## Задания для выполнения
• A. Какое положение о критике религии, согласно фрагменту документа, Маркс утверждал как постулат?
• B. Установите, соответствуют ли фрагменту документа следующие утверждения. Для каждого ответьте «да» или «нет» и приведите решающие слова текста в точной цитате.
(i) Учение Маркса содержало системное отрицание в отношении русского народа и его государства.
(ii) По Марксу, религия выражает общность человека с другими людьми.
(iii) Рождение нового национального сознания в России протекает легко и безболезненно.

## Фрагмент документа
==================================================

Карл Маркс выступает на защиту Александра Невского. Доселе Александр Невский, как и все содержание национальной русской истории, интерпретировались в духе марксизма. Теперь Маркс интерпретируется в национальном духе. Недурно?.. Нельзя не видеть, что рождение нового национального сознания в России протекает в тяжких, болезненных формах. Это такие муки родов, которые заставляют вспомнить о кесаревом сечении» [179].
Отношение к религии Маркс утверждал как постулат: «Критика религии — предпосылка всякой другой критики» [55, с. 414]. Если учесть, что все составные части марксизма проникнуты именно критическим пафосом, то можно сказать, что «критика религии — предпосылка всего учения Маркса».
Известно, что религиозные представления являются элементом центральной мировоззренческой матрицы любого народа, в том числе вполне современного и секуляризованного, входя в эту матрицу уже не в форме веры, а культуры, искусства, традиций и пр. В отношении же русского народа и его государства в ХIХ веке учение Маркса содержало системное отрицание, поскольку в мировоззренческой матрице этого народа присутствовала триада «самодержавие—православие—народность».
В принципе, если бы русские действительно вникли в учение Маркса как «критику религии», они бы вошли в конфликт с очень многими постулатами этого учения. Рассмотрим эти постулаты.
Маркс пишет о религии вообще: «Ее сущность выражает уже не общность , а различие . Религия стала выражением отделения человека от той общности , к которой он принадлежит, от себя самого и других людей, — чем и была первоначально . Она является всего только абстрактным исповеданием особой превратности, частной прихоти , произвола. Так, бесконечное дробление религии в Северной Америке даже внешним образом придает религии форму чисто индивидуального дела. Она низвергнута в сферу всех прочих частных интересов и изгнана из политической общности как таковой» [180, с. 392].

==================================================

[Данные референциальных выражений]
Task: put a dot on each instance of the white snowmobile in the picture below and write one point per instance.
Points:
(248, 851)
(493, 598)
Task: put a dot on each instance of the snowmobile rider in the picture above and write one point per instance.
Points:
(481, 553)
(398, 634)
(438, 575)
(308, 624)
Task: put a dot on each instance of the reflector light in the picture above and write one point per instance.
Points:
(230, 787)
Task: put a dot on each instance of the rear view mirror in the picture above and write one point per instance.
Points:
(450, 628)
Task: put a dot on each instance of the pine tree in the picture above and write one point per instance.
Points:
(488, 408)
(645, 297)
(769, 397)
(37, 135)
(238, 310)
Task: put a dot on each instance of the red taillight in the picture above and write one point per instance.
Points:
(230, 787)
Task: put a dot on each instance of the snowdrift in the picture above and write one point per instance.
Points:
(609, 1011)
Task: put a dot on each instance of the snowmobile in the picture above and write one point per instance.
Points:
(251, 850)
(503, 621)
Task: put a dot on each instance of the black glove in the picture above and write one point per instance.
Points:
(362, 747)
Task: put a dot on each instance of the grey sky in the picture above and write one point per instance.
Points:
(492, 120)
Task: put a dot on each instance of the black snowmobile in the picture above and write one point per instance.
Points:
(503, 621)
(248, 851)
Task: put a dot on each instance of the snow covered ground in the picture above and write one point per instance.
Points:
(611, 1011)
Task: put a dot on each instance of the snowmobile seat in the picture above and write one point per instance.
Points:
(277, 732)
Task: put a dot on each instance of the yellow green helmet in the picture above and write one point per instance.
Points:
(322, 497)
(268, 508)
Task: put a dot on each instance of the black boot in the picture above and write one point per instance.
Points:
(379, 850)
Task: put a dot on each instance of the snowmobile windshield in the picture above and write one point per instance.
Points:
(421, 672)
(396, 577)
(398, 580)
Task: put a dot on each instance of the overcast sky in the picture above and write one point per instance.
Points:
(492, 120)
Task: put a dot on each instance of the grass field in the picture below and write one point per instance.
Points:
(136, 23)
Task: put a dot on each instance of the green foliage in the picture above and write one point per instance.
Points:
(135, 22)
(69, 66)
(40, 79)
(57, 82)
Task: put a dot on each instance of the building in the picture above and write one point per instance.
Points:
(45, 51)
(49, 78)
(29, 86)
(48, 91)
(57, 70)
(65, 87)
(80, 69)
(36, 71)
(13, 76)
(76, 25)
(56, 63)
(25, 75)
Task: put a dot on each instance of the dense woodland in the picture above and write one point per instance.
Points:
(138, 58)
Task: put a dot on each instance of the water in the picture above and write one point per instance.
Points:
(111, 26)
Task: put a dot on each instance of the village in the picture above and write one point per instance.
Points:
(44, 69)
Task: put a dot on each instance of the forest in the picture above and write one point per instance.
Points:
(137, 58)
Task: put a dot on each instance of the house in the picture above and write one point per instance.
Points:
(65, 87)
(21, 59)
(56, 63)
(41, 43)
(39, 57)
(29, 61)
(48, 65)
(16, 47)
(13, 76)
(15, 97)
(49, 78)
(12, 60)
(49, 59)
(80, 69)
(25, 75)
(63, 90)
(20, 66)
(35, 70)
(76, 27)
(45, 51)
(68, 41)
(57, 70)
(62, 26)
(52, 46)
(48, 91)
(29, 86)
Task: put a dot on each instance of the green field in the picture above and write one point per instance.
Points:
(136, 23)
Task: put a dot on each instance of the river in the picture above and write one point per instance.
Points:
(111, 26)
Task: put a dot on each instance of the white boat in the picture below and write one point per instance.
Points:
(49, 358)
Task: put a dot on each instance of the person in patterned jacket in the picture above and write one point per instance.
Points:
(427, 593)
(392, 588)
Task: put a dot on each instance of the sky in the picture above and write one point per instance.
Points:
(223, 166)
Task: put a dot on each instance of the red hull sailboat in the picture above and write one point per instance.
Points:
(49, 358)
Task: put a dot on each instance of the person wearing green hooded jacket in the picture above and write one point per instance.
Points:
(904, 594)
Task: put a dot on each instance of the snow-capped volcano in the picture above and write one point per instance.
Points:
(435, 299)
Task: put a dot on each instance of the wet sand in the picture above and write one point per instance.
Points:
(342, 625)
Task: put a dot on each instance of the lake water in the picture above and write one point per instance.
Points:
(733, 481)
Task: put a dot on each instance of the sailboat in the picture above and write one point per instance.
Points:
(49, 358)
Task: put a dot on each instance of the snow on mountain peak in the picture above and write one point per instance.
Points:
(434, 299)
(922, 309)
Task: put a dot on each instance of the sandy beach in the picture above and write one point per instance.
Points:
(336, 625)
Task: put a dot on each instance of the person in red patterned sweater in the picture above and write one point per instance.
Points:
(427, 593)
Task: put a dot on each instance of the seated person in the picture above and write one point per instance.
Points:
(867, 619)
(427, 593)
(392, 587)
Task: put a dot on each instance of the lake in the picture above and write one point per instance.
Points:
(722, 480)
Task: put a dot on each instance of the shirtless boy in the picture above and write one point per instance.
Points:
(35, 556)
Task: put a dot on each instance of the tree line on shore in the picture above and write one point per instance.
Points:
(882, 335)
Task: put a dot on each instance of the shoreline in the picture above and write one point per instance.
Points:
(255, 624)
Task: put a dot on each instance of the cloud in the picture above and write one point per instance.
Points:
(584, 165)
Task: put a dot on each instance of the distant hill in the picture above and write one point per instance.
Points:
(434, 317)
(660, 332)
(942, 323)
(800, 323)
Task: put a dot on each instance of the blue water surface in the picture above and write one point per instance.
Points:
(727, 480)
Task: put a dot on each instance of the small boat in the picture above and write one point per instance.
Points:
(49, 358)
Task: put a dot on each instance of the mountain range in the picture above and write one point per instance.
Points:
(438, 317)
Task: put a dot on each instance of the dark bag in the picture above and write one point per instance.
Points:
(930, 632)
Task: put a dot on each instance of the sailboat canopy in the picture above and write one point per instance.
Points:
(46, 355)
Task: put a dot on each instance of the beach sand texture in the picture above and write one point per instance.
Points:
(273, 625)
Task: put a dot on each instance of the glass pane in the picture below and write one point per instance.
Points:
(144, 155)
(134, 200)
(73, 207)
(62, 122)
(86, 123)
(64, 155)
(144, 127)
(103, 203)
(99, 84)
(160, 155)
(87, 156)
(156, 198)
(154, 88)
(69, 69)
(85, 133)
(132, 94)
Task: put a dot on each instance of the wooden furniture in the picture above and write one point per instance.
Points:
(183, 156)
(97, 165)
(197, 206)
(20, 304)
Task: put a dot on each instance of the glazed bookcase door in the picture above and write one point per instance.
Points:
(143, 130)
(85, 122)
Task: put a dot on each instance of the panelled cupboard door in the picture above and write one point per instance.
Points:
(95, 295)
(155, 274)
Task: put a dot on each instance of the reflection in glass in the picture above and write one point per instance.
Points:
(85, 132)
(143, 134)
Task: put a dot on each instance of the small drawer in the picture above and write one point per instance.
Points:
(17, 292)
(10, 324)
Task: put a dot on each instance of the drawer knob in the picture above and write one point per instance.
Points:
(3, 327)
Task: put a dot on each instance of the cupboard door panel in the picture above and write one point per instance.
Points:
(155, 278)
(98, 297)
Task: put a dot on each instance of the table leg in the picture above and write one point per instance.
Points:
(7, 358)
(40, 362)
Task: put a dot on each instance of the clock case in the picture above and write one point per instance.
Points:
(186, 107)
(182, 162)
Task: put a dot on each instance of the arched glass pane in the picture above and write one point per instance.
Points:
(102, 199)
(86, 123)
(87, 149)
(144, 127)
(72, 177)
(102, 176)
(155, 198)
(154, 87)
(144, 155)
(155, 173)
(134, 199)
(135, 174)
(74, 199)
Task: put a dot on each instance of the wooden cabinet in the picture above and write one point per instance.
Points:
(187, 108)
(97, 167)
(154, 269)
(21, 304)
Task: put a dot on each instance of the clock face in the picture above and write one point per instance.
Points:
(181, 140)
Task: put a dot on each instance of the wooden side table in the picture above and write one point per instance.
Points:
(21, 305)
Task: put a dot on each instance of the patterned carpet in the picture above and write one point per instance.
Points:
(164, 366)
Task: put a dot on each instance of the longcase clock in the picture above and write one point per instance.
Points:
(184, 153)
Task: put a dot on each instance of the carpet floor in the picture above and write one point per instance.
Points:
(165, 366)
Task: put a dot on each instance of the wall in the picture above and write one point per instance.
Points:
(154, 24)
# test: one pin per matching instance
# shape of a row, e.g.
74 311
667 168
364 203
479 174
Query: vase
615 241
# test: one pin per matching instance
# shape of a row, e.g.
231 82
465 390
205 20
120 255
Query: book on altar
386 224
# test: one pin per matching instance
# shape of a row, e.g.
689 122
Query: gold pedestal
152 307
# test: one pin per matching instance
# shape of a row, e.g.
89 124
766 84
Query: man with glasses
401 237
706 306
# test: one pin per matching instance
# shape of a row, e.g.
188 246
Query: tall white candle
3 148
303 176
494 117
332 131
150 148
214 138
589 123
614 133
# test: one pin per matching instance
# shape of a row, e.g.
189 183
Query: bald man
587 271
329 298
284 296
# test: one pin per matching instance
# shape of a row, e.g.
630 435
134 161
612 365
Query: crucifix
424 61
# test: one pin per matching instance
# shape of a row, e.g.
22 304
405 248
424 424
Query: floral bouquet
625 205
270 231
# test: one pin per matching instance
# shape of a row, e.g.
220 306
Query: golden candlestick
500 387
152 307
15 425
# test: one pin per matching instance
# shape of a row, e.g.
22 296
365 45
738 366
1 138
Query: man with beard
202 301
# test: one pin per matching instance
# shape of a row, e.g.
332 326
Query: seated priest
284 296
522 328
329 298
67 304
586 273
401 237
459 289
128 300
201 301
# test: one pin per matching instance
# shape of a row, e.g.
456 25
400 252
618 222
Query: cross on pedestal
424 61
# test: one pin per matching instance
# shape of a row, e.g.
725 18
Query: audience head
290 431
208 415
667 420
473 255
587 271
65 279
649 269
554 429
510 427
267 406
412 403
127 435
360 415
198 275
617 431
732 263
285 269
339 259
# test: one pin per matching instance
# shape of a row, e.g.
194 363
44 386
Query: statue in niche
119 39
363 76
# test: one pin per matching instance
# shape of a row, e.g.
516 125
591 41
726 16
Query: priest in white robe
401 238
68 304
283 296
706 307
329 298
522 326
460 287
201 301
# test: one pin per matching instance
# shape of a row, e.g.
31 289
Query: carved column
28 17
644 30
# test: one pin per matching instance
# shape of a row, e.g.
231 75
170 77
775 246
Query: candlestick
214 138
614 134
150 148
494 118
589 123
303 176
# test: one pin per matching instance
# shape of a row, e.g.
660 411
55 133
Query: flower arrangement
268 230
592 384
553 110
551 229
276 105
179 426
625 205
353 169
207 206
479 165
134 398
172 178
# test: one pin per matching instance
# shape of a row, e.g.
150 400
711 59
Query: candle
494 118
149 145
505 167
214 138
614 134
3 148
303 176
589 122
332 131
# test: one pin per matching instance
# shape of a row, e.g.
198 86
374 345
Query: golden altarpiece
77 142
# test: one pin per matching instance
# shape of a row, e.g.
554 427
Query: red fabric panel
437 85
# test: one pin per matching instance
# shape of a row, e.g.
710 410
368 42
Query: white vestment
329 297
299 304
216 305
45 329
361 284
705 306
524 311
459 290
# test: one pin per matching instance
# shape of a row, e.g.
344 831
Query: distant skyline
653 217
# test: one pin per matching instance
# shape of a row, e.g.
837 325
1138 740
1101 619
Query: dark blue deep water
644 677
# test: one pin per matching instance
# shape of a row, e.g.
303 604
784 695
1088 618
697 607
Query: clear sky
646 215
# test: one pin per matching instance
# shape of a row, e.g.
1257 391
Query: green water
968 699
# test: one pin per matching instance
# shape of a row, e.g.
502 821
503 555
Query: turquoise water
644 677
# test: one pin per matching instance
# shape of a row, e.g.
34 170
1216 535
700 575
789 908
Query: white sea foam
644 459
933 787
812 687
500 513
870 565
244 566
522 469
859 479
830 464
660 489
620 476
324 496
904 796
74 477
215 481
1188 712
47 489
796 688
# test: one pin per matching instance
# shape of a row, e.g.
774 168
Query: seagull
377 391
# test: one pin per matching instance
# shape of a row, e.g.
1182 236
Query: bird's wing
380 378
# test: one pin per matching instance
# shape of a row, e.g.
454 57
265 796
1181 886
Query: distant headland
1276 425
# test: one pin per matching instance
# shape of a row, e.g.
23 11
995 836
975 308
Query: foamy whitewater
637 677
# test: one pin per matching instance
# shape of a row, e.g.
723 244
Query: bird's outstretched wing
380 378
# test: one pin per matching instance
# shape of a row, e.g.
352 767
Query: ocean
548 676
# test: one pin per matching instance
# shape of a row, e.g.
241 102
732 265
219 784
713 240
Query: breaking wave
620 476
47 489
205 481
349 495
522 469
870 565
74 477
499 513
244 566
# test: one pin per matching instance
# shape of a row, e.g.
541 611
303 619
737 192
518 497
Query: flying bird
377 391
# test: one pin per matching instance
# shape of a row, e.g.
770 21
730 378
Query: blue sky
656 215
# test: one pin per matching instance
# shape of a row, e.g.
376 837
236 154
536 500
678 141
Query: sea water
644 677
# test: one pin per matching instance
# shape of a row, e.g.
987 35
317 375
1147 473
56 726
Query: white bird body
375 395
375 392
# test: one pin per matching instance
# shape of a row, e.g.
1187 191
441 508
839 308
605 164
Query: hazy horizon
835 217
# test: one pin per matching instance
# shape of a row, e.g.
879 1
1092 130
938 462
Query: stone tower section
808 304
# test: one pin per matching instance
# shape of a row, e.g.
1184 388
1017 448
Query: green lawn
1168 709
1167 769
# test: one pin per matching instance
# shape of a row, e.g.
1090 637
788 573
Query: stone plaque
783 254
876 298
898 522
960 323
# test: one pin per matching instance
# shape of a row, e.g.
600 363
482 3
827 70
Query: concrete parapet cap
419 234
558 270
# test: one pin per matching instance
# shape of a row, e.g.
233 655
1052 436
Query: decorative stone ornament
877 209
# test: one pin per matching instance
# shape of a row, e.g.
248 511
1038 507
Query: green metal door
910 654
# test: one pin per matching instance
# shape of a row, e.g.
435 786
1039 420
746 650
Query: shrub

==================================================

## Ответы к заданиям
• A. «Критика религии — предпосылка всякой другой критики».

• B.
(i) Да: «учение Маркса содержало системное отрицание».
(ii) Нет: «Религия стала выражением отделения человека от той общности».
(iii) Нет: «протекает в тяжких, болезненных формах».